Given text:
Horses on Parade VII
John Wilkinson Third
Presbyterian Church
September
9, 2007
Luke 14:25-33
Today is Rally Day, a sort of ecclesiastical homecoming. We
are back, all of us together. It is time to get things started,
from choir rehearsals to Sunday school to committee meetings
to committee meetings to…committee meetings. It seems
to me that not much moss grows on this church ever, particularly
this past summer, but now we kick it into a higher gear. It
is good to see everyone, beach combers, cottage dwellers, children
and youth, the choir.
But before things really get started – two services,
Sunday school, and did I mention committee meetings –
it is time for a party. You would have found one on the front
lawn right after this service. But there will be no singing
in the rain! In the Celebration Center, you will discover a
wonderful meal prepared by Will Crain and members of the Congregational
Fellowship Committee; if you are so inclined to make a modest
contribution to help defray expenses, that would be great. Before
heading downstairs, linger here a bit to find tons of information
on learning and fellowship and service activities. Thanks to
Sandy Gianniny and the Evangelism and Membership Committee for
their organization.
If you are a visitor, an especially warm welcome. We are grateful
that you are here today – we hope you will come again
and often.
Allow me to introduce one name and face that you will see around
here the next several months. Cathy Foerster will be serving
as an intern in the presbytery’s Commissioned Lay Pastor
program, about which she, or I, could tell you a great deal,
but not right now. She will be observing, participating, leading,
in a variety of programs in the next half-year; greet her today
when you see her. Cathy, a warm welcome to you.

Material provided:
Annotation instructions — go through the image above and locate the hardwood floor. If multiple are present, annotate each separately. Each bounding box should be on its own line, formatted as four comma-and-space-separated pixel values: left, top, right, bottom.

Your task: Decide whether each statement agrees with the Rally Day sermon, answering yes or no and quoting the words from the sermon that settle it. (a) The party after the service will be held on the front lawn. (b) Cathy Foerster will be an intern in the presbytery's Commissioned Lay Pastor program. (c) Sandy Gianniny prepared the meal.

Answer for this exercise:
(a) No: "In the Celebration Center, you will discover a wonderful meal"
(b) Yes: "Cathy Foerster will be serving as an intern in the presbytery’s Commissioned Lay Pastor program"
(c) No: "a wonderful meal prepared by Will Crain and members of the Congregational Fellowship Committee"